_What to do:_ Please give the records below as a two-column CSV headed text and answer, one row per record with its text and its answer. Put each field in quotes and replace any line breaks inside a field with spaces.

(Source records)
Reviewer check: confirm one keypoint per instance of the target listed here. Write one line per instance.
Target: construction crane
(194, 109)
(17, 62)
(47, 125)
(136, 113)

_Written answer:_
text,answer
"Reviewer check: confirm one keypoint per instance of the target listed here. Write one line per instance. Target: construction crane","(194, 109) (17, 62) (47, 125) (136, 113)"